*** Texto para análisis ***
Cuando termine

Por Ernesto Camou Healy

— Algunas paradojas trae la epidemia: resulta irónico que la mejor forma de colaborar con la comunidad sea el aislamiento, primer aparente contrasentido. Sin embargo, al limitar el contagio nos exponemos a futuros brotes, si la mayoría no tiene inmunidad… segunda paradoja.

El aislamiento se tornó necesario para evitar la acumulación de contagios simultáneos, que podrían rebasar la capacidad hospitalaria en los casos de enfermos de gravedad. Ahora bien, si la distancia social funciona, tendremos un segmento de población que no habrá sido contagiado, y no tendrá inmunidad en caso de brotes futuros. Por eso, el paso siguiente es desarrollar una vacuna que proteja a los que no fueron afectados, para conseguir esa “inmunidad de rebaño” que minimice futuros brotes de Covid.

Pero, por otra parte, la pandemia puso en cuestión la globalización tal como fue diseñada a lo largo del último siglo. Por una parte, subrayó el riesgo del intercambio continuo entre países y regiones, no solo de productos y mercaderías sino también de personas, y nos hizo patente el peligro de esta conexión interplanetaria continua de bienes de consumo, que puede encender chispas de enfermedades que considerábamos erradicadas: las “plagas”, suponíamos, eran cosa del medioevo.

Hemos construido un sistema económico sustentado en la fabricación y distribución de mercancías, y personas, entre todos los rincones del mundo. Eso genera riqueza que se acumula por unos cuantos, mientras que hay millones que contribuyeron con su trabajo a la globalización y no han recibido una parte equitativa del valor que generaron: la ingente porción de la humanidad que sobrevive en la exclusión debería ser inadmisible en un mundo que presume de modernidad.

El Covid 19 está mostrando lo injusto y desigual del rejuego de esta economía, en el mundo y en nuestro país. La polarización que divide a la sociedad en unos cuantos pudientes y millones de excluidos, faltos de trabajo, comida, salud, educación, vestido y esperanza, también pone de un lado a los que pueden aislarse y del otro, a los que no; a quienes pueden sobreponerse y luchar, y quienes sucumben por falta de defensas, nutrición y recursos económicos.
*** Registros proporcionados ***
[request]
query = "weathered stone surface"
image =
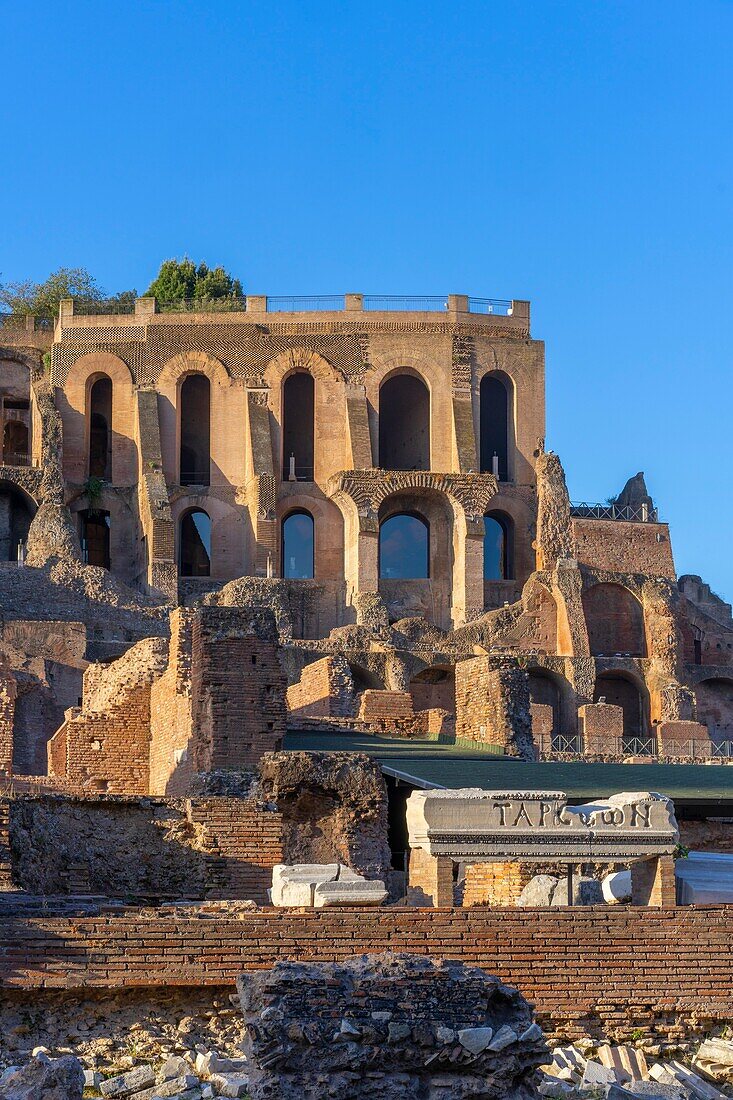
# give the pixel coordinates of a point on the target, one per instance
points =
(474, 824)
(59, 1079)
(315, 1031)
(538, 891)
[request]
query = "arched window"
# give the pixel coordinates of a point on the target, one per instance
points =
(298, 403)
(620, 691)
(14, 443)
(298, 546)
(404, 548)
(17, 510)
(404, 424)
(495, 419)
(195, 430)
(195, 543)
(498, 548)
(95, 537)
(100, 428)
(615, 622)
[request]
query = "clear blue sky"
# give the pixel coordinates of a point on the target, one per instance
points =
(578, 154)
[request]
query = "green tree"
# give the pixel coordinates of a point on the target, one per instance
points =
(42, 299)
(183, 279)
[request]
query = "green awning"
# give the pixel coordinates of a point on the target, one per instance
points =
(427, 763)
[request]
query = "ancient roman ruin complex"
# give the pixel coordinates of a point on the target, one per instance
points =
(272, 571)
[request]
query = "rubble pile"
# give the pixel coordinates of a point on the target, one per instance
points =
(387, 1026)
(623, 1071)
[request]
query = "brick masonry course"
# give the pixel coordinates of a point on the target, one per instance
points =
(592, 968)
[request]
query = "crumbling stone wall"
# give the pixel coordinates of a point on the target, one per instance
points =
(405, 1026)
(150, 849)
(324, 690)
(492, 705)
(334, 807)
(107, 741)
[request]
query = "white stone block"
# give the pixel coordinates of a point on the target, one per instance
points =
(349, 893)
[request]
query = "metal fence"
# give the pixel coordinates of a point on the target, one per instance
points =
(499, 306)
(389, 303)
(203, 306)
(305, 304)
(637, 514)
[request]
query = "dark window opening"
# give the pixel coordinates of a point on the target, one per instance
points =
(15, 517)
(494, 410)
(498, 548)
(195, 545)
(195, 430)
(14, 443)
(404, 548)
(100, 429)
(95, 538)
(297, 549)
(404, 424)
(298, 404)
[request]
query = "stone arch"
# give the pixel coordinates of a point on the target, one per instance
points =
(404, 421)
(74, 405)
(434, 686)
(227, 415)
(17, 512)
(195, 543)
(619, 688)
(614, 618)
(714, 706)
(496, 419)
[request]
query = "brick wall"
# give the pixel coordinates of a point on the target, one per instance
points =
(492, 705)
(171, 767)
(584, 968)
(324, 690)
(622, 547)
(238, 692)
(384, 705)
(8, 693)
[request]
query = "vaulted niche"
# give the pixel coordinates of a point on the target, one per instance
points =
(95, 535)
(195, 430)
(404, 424)
(498, 547)
(100, 428)
(404, 547)
(195, 543)
(298, 406)
(496, 414)
(297, 550)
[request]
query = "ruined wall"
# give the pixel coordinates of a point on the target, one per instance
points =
(108, 740)
(171, 729)
(145, 848)
(324, 690)
(579, 966)
(334, 807)
(238, 690)
(621, 547)
(492, 705)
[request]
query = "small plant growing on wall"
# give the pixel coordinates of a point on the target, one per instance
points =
(93, 491)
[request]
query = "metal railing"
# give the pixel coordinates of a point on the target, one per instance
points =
(203, 306)
(15, 459)
(387, 303)
(635, 514)
(566, 743)
(85, 307)
(305, 304)
(195, 476)
(499, 306)
(302, 473)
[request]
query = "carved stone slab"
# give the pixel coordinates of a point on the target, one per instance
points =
(480, 826)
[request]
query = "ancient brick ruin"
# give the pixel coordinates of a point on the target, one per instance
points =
***
| Requisitos del ejercicio |
1. Según el texto sobre la epidemia, ¿qué es necesario desarrollar como paso siguiente para proteger a quienes no fueron afectados?
2. Edite el fragmento del texto sobre la epidemia que comienza con las palabras que contienen "Por Ernesto Camou" y termina con "inmunidad… segunda paradoja.". Reemplace "aislamiento" por "confinamiento".
3. En el texto sobre la epidemia, ¿de qué están faltos los millones de excluidos? Enumere todo lo que se menciona.

| Respuestas del ejercicio |
1. Una vacuna.

2.
Por Ernesto Camou Healy

— Algunas paradojas trae la epidemia: resulta irónico que la mejor forma de colaborar con la comunidad sea el confinamiento, primer aparente contrasentido. Sin embargo, al limitar el contagio nos exponemos a futuros brotes, si la mayoría no tiene inmunidad… segunda paradoja.

3. Trabajo, comida, salud, educación, vestido y esperanza.